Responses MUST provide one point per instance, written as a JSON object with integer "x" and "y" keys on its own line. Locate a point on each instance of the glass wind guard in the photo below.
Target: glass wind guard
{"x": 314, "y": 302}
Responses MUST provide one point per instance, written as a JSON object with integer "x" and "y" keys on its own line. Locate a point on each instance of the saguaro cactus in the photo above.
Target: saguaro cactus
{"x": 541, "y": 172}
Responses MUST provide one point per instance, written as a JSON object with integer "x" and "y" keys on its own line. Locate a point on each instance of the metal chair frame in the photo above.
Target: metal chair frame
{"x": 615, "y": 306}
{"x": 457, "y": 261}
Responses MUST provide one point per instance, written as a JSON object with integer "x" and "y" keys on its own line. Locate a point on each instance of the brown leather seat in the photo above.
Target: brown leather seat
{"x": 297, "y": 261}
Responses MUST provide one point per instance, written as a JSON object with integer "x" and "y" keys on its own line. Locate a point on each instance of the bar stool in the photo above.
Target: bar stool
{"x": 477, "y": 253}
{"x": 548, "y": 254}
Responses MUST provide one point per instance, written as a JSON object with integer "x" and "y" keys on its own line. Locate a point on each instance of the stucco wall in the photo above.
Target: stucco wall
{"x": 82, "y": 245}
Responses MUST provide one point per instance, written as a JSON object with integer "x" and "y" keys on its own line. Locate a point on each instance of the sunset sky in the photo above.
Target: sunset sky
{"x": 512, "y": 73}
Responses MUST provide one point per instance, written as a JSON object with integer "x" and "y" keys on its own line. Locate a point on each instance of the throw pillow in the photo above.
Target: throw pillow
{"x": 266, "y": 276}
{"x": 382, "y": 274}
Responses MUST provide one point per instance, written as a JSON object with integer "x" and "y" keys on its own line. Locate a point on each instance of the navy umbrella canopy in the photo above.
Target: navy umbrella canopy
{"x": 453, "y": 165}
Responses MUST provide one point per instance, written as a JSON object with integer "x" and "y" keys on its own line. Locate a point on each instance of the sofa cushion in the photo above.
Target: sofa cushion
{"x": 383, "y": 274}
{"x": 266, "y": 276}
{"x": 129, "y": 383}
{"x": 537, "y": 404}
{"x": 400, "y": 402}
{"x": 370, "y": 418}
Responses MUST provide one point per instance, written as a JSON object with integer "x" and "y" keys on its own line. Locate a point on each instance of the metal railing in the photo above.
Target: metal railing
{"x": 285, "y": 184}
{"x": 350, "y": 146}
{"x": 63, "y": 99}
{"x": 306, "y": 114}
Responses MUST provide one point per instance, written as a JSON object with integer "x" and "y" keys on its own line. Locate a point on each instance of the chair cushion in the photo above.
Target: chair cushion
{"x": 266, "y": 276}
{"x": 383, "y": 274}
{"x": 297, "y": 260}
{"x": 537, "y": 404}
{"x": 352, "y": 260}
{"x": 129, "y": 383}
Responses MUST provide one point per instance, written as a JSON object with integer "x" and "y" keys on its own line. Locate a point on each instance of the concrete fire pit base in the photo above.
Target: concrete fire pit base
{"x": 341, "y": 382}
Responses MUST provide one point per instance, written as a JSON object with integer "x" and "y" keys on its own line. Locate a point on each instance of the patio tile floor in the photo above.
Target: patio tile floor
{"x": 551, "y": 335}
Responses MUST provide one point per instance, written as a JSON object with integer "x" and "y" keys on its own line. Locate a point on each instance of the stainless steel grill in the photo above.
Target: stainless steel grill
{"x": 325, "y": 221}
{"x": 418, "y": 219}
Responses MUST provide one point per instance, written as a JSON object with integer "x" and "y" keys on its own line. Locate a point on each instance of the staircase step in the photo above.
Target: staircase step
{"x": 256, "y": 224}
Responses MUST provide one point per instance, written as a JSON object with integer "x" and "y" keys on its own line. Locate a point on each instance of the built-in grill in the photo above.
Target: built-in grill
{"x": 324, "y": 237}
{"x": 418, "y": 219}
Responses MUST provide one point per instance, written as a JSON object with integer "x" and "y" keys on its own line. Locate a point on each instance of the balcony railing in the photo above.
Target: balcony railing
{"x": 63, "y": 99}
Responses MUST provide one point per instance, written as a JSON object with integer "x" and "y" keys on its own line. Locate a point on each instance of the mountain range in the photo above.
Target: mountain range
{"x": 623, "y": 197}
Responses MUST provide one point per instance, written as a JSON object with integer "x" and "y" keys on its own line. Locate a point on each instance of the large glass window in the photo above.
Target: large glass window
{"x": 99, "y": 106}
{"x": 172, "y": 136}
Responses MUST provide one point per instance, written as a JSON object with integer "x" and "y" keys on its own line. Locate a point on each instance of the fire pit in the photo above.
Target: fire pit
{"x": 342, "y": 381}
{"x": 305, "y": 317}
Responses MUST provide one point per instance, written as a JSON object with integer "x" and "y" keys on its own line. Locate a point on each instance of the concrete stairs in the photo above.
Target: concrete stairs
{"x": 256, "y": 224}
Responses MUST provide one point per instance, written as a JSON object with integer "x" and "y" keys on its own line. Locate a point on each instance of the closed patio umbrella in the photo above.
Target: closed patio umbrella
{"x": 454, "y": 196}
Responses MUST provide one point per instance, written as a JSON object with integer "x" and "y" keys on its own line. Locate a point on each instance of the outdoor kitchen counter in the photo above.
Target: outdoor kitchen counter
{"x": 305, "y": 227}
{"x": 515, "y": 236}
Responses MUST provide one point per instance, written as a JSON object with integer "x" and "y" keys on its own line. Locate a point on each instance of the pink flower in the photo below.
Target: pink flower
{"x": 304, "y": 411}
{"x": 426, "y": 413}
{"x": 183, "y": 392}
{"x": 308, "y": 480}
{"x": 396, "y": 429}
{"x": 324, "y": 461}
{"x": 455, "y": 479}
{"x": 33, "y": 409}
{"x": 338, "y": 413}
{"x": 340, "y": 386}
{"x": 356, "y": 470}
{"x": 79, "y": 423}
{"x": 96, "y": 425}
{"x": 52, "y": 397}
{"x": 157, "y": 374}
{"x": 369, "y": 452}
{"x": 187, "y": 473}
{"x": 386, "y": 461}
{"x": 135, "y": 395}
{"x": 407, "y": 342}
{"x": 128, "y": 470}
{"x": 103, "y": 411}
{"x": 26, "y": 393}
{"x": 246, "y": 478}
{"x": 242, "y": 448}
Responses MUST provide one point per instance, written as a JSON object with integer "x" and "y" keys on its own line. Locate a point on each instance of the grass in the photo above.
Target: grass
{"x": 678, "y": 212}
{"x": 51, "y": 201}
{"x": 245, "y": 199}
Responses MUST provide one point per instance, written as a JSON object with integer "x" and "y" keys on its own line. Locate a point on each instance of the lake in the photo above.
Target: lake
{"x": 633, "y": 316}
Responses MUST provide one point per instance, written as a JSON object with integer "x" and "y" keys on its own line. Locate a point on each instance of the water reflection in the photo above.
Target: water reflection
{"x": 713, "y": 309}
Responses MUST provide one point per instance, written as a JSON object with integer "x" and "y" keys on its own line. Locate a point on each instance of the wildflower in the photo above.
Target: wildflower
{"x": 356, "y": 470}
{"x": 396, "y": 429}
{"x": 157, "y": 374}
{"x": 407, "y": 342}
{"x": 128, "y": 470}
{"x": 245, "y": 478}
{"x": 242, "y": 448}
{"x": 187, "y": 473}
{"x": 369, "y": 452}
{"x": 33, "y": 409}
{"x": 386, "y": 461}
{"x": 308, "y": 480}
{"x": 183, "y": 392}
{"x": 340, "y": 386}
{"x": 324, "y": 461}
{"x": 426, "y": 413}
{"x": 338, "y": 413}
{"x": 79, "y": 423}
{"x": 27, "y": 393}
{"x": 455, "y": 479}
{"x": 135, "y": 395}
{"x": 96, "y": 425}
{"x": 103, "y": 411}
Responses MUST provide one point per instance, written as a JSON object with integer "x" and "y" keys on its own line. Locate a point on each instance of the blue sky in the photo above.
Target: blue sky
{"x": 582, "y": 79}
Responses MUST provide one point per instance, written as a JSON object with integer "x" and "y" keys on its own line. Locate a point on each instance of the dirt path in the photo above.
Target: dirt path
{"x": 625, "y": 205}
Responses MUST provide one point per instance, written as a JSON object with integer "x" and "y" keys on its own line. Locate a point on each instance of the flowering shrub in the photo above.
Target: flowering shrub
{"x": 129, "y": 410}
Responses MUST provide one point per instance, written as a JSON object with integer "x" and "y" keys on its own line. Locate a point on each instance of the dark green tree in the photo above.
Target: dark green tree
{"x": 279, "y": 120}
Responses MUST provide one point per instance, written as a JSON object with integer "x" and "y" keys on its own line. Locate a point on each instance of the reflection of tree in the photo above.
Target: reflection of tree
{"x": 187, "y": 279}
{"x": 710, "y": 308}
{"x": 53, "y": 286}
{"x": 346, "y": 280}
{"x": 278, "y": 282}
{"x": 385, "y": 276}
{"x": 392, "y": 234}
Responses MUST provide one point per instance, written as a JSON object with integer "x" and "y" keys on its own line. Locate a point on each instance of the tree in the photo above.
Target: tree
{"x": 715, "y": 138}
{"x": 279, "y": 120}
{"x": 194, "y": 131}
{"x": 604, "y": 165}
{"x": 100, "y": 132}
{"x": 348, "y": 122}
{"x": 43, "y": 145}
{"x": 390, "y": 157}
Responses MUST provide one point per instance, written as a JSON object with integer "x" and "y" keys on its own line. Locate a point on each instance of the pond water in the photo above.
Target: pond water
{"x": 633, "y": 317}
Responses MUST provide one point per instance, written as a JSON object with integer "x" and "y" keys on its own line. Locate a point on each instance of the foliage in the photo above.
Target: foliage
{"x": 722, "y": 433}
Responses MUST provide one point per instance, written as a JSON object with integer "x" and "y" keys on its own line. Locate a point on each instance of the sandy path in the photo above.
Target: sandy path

※

Begin with the line containing "the tree in the photo above." and repeat each line exactly until the records above end.

§ **EXERCISE SOLUTION**:
Responses MUST provide one point per instance, written as a JSON object with integer "x" and "y" keys on its own line. Locate a point on each instance of the tree in the photo above.
Target: tree
{"x": 715, "y": 138}
{"x": 279, "y": 120}
{"x": 194, "y": 131}
{"x": 604, "y": 165}
{"x": 100, "y": 132}
{"x": 348, "y": 122}
{"x": 43, "y": 145}
{"x": 390, "y": 157}
Responses MUST provide one point per instance, written as a JSON object with integer "x" and "y" keys on its own line. Locate a point on each instance of the pond water in the photo above.
Target: pond water
{"x": 633, "y": 317}
Responses MUST provide one point per instance, written as a JSON object with integer "x" and "y" keys on its own line. Locate a point on each instance of the foliage in the photo above.
Target: foliage
{"x": 722, "y": 433}
Responses MUST provide one point per instance, written as a JSON object with integer "x" and "y" keys on its own line. Locate a point on each instance of the sandy path in the photo above.
Target: sandy path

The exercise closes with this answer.